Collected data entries

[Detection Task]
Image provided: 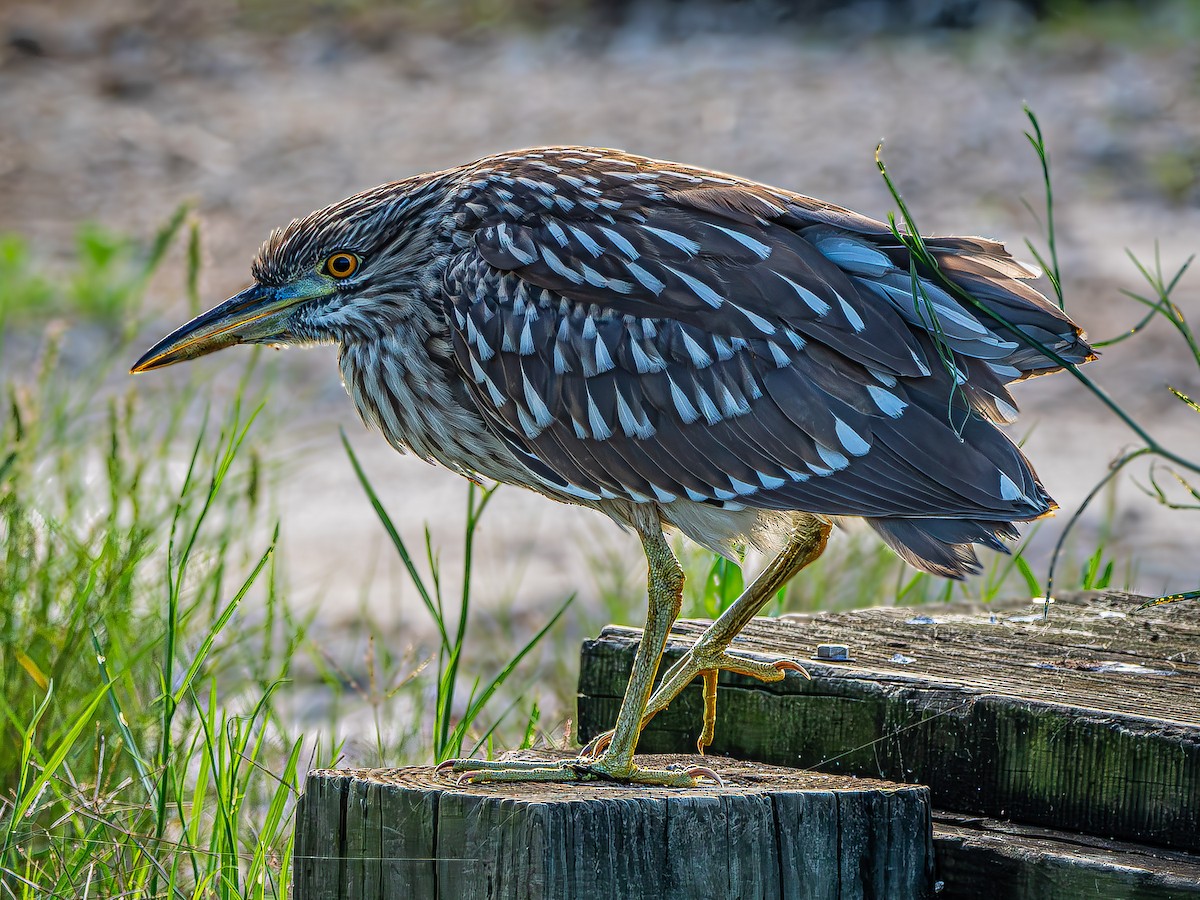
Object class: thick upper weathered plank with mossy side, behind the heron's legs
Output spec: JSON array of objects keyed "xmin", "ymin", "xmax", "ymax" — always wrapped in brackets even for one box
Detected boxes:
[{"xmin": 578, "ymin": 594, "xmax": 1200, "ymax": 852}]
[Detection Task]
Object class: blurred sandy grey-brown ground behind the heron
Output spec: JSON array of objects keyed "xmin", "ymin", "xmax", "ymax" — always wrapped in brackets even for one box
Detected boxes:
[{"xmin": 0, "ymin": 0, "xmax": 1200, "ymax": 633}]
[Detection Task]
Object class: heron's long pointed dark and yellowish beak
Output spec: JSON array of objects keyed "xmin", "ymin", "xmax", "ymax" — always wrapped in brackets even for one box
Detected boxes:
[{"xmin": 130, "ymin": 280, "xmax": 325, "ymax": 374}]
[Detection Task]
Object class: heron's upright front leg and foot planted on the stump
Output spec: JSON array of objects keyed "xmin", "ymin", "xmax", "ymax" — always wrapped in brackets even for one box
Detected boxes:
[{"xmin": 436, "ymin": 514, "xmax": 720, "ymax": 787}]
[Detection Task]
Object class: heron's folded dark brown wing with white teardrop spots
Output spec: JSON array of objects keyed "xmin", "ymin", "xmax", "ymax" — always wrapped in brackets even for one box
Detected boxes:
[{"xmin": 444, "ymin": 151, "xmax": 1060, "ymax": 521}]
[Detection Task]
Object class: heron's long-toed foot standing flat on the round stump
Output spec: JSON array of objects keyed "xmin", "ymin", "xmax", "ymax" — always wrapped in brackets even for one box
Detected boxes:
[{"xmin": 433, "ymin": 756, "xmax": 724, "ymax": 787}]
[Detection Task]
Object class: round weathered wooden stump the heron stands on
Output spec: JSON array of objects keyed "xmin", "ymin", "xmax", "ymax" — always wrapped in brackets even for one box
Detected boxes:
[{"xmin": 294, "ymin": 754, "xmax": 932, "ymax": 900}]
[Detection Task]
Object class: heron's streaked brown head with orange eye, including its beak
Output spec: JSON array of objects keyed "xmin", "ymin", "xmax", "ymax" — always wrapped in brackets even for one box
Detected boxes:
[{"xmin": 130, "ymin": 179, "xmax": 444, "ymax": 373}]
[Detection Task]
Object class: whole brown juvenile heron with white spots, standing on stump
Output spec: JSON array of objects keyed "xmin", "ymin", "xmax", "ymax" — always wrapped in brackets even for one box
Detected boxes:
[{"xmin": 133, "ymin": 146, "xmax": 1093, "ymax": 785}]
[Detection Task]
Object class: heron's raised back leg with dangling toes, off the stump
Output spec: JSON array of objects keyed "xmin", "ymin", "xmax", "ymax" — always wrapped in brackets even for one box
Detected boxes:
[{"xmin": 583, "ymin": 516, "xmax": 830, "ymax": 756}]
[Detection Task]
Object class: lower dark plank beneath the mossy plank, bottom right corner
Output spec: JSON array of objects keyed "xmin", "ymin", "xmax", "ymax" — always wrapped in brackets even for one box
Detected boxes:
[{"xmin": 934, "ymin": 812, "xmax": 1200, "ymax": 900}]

---

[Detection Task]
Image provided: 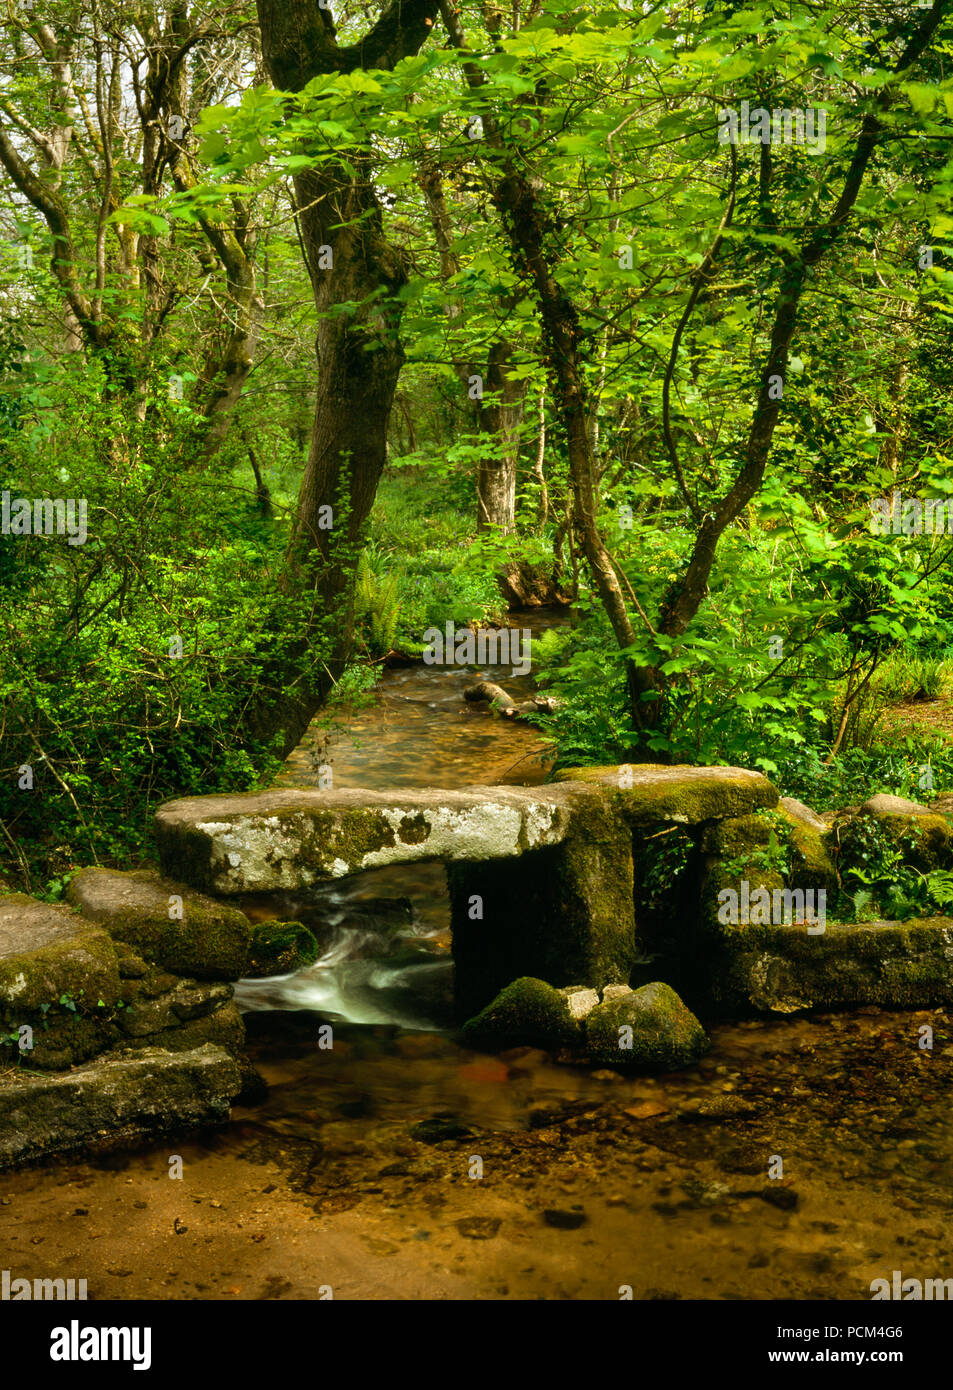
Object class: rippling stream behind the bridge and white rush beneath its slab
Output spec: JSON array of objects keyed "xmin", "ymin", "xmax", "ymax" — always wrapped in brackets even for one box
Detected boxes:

▶ **Task instructions**: Among the entries, find every line holding "heron" and return it.

▶ **Problem solution**:
Object class: thick upper weathered plank with mossy side, behind the heron's legs
Object class: blurred sandy grey-brown ground behind the heron
Object class: heron's long pointed dark and yellowish beak
Object class: heron's upright front leg and foot planted on the stump
Object class: heron's folded dark brown wing with white teardrop spots
Object class: heron's long-toed foot standing flat on the round stump
Object class: round weathered wooden stump the heron stands on
Object class: heron's streaked brown head with orange eye, including its beak
Object class: whole brown juvenile heron with white spots, standing on stump
Object class: heron's raised back leg with dangling toes, off the stump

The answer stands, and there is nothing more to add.